In the records below, how many lines contain the string "conifer"? Tally them and reply with the number only.

■ ■ ■ ■ ■

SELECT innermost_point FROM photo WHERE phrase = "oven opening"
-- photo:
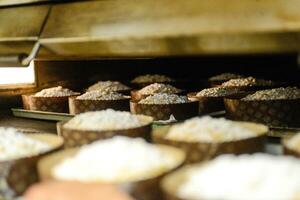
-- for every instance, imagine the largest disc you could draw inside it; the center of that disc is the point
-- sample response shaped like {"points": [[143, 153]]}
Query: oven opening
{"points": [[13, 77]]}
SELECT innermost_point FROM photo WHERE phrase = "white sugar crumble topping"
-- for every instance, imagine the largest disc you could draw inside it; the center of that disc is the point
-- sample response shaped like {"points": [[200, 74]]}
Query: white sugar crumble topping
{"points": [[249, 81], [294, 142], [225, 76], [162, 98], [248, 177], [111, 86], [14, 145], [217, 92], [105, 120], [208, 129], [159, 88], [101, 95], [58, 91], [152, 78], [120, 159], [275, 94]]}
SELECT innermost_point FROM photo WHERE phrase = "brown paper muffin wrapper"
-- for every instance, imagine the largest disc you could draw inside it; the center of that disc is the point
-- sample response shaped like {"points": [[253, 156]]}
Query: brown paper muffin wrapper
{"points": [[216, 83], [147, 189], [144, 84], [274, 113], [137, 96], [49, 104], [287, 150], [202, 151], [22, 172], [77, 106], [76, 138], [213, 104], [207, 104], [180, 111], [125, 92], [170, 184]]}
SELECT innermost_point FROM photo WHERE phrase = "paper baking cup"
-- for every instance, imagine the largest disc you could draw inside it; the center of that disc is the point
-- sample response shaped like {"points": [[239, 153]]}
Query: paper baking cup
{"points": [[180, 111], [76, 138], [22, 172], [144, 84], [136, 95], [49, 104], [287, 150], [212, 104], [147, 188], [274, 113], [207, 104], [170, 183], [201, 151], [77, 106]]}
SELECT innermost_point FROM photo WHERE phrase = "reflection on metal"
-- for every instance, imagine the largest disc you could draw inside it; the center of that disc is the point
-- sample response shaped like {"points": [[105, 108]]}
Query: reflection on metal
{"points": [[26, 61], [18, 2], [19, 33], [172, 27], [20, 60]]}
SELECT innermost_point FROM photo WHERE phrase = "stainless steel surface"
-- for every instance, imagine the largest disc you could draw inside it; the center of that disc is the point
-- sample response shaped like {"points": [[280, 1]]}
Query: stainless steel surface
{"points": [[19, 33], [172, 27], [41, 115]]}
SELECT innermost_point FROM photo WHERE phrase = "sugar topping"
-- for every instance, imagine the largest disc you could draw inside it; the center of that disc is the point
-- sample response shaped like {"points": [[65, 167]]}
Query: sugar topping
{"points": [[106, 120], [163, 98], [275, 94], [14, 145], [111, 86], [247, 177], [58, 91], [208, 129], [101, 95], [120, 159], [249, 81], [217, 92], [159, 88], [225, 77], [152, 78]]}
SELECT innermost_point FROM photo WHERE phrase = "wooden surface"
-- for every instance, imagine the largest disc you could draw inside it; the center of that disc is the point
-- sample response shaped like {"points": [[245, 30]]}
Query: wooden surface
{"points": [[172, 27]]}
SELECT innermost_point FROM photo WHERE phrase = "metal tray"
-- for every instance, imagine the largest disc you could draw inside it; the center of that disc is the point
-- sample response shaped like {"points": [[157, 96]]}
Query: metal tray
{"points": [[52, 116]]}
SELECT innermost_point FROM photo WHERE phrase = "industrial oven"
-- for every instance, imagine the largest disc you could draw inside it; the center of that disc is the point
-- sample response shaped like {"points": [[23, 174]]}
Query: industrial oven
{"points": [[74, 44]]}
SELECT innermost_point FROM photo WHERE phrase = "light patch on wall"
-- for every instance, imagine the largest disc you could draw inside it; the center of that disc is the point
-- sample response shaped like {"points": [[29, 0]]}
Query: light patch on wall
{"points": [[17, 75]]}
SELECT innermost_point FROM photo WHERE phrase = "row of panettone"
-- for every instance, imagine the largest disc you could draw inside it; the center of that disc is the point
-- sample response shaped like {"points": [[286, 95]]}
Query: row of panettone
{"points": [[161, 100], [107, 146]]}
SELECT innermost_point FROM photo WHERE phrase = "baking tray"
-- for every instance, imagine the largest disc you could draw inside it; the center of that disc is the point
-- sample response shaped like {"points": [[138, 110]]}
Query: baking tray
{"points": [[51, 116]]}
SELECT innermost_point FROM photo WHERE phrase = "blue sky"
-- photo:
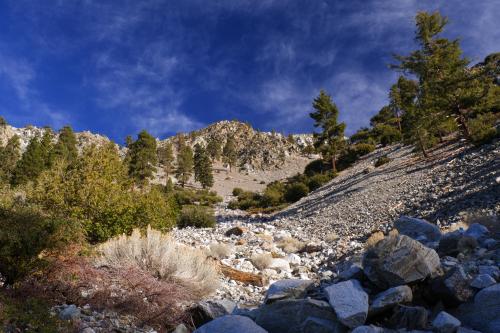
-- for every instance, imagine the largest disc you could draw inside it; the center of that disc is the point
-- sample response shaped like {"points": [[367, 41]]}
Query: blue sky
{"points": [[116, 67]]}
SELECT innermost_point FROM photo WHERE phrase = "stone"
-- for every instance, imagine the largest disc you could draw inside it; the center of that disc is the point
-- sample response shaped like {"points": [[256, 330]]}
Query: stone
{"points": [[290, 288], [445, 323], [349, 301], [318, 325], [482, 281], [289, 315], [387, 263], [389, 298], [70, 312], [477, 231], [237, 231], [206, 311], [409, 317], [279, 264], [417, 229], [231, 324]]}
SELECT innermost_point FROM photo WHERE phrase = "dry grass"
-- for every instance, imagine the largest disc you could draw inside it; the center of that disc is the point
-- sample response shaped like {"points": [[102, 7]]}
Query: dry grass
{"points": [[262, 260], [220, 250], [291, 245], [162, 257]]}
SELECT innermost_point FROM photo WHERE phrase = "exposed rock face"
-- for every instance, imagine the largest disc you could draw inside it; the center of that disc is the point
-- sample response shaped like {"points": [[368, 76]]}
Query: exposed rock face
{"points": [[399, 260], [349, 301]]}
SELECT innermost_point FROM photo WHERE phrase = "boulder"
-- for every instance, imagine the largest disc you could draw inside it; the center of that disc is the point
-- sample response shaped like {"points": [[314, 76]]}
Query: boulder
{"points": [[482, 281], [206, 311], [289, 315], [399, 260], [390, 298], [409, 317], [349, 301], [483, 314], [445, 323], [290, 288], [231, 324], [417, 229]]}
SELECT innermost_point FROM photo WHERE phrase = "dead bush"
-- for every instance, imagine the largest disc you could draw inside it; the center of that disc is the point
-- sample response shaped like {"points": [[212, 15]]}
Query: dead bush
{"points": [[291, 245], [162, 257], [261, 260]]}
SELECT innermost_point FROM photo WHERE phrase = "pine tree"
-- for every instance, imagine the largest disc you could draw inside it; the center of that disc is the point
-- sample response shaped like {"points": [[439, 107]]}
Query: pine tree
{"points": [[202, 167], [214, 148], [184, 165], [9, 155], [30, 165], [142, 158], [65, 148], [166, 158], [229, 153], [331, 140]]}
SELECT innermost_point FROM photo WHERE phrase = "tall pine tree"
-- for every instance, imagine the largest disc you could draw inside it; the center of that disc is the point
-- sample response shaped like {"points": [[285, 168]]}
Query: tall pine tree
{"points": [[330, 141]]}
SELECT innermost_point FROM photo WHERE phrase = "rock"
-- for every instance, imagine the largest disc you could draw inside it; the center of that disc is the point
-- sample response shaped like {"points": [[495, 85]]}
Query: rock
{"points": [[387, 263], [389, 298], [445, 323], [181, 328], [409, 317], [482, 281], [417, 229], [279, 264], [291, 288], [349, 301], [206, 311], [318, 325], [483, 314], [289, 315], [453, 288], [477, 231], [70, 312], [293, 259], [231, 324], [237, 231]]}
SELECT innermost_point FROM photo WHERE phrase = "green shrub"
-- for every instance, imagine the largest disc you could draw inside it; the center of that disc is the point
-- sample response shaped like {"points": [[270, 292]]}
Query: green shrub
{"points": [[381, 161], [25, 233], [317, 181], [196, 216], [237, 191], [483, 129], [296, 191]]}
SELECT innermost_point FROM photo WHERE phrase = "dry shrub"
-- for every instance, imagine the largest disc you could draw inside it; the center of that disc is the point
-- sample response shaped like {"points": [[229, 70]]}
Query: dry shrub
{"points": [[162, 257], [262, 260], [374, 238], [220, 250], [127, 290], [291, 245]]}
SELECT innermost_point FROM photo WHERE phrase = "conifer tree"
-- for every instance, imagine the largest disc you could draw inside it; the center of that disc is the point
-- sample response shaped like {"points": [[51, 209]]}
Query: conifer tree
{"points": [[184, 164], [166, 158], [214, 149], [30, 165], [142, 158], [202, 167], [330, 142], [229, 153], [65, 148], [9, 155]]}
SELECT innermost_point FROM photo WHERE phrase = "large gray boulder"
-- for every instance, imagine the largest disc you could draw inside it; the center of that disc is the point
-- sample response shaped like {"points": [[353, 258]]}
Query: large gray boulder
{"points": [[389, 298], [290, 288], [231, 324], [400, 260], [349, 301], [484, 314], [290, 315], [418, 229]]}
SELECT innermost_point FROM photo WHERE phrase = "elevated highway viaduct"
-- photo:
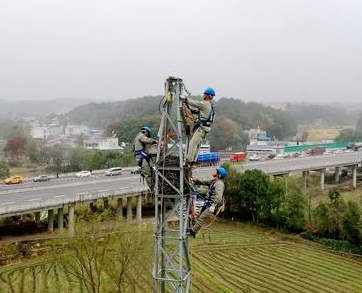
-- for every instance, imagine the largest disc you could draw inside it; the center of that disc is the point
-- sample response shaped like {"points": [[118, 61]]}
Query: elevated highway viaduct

■ ■ ■ ■ ■

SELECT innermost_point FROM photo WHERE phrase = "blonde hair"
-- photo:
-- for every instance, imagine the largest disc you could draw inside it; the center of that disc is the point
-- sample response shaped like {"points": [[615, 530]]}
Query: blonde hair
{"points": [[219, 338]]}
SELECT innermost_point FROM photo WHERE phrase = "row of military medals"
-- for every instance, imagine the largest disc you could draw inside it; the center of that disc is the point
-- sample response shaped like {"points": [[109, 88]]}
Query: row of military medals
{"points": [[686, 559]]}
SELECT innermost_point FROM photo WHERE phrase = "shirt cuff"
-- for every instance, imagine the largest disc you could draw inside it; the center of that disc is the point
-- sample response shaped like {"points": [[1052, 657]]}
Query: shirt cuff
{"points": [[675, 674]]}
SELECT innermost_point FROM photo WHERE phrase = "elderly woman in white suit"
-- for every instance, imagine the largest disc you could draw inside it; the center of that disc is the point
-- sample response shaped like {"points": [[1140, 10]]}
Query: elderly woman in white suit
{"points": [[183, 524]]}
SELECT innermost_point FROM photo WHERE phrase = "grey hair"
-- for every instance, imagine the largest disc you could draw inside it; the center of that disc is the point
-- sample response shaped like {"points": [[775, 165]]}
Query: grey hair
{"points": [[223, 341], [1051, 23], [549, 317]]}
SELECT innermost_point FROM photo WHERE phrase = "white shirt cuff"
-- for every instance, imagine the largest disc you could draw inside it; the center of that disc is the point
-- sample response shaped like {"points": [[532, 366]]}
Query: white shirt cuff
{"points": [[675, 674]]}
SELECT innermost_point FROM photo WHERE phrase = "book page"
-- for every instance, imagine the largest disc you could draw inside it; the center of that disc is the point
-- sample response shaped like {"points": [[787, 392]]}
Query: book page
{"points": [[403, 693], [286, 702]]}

■ ■ ■ ■ ■

SOLUTION TO THE PROBLEM →
2